**Required action A**
In the article on Haiti's environment, reproduce the passage from "The research professor" up to and including "must be taken.", changing "Dr. André" to "Dr. Gédéon Pierre André".
**Required action B**
According to the article on Haiti's environment, who launched World Environment Day, and in what year?
**Required action C**
In the article on Haiti's environment, why does Dr. André believe that severe measures and precautions must be taken?

**Selected excerpt**
--
“An altered and degraded environment,” such is the scathing assessment of Haitian reality
By Gedeon Delva · Port-au-Prince · · 2 min read · Updated 24 April 2026
Translated from French — AI-assisted and reviewed by the editorial team. The French version is authoritative. Read the original · About our translation policy

This June 5th will be World Environment Day. “Ending global plastic pollution” is the theme chosen for this year’s celebration. While the entire planet mobilizes to stop this phenomenon, “altered, degraded, dangerous” are some terms used by scientists to describe the state of the environment in Haiti.
In an article published this Monday, June 2, 2025, Engineer Gédéon Pierre André, a doctor in environmental sciences, presents an environment piled high with plastic waste everywhere. “On street corners, in sewers, on coasts, on beaches, plastic waste everywhere, offering a hideous picture of urban macro-pollution,” according to researcher André’s article.
Plastic bags and plastic bottles, discarded along national roads at the edge of large cities, are generally inserted into a kind of modern hell. And this waste clogs traffic, tarnishing the image of cities. In rainy weather, runoff carries them into the sea. This proves that the population lacks environmental education.
The research professor shows that the state of the environment in Haiti is very dangerous for people's health and production. He notes, for example, the “proliferation of mosquitoes from piles of plastic waste in illegal dumps transmits malaria; numerous lung diseases and other cancers from inhaling air polluted by toxic fumes.” Dr. André believes that, given the impact of plastic pollutants on the environment and human health, severe measures and precautions must be taken.
It should be recalled that World Environment Day (WED) was launched by the United Nations in 1972, on the occasion of the opening of the United Nations Conference on the Human Environment in Stockholm. WED highlights a specific important issue, different each year concerning the environment. The objective is to work for the well-being of the Earth. Three days before June 5th, no announcement, no statement from the Ministry of Environment in Haiti regarding any activities to mark the date.
--
**Data**
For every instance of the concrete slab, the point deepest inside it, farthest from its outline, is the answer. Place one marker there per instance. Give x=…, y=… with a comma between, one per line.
--
**Written solution A**
The research professor shows that the state of the environment in Haiti is very dangerous for people's health and production. He notes, for example, the “proliferation of mosquitoes from piles of plastic waste in illegal dumps transmits malaria; numerous lung diseases and other cancers from inhaling air polluted by toxic fumes.” Dr. Gédéon Pierre André believes that, given the impact of plastic pollutants on the environment and human health, severe measures and precautions must be taken.

**Written solution B**
The United Nations launched it in 1972.

**Written solution C**
He holds this view because of the impact of plastic pollutants on the environment and on human health. He points to mosquitoes breeding in piles of plastic waste that transmit malaria. He also cites lung diseases and cancers caused by breathing air polluted by toxic fumes.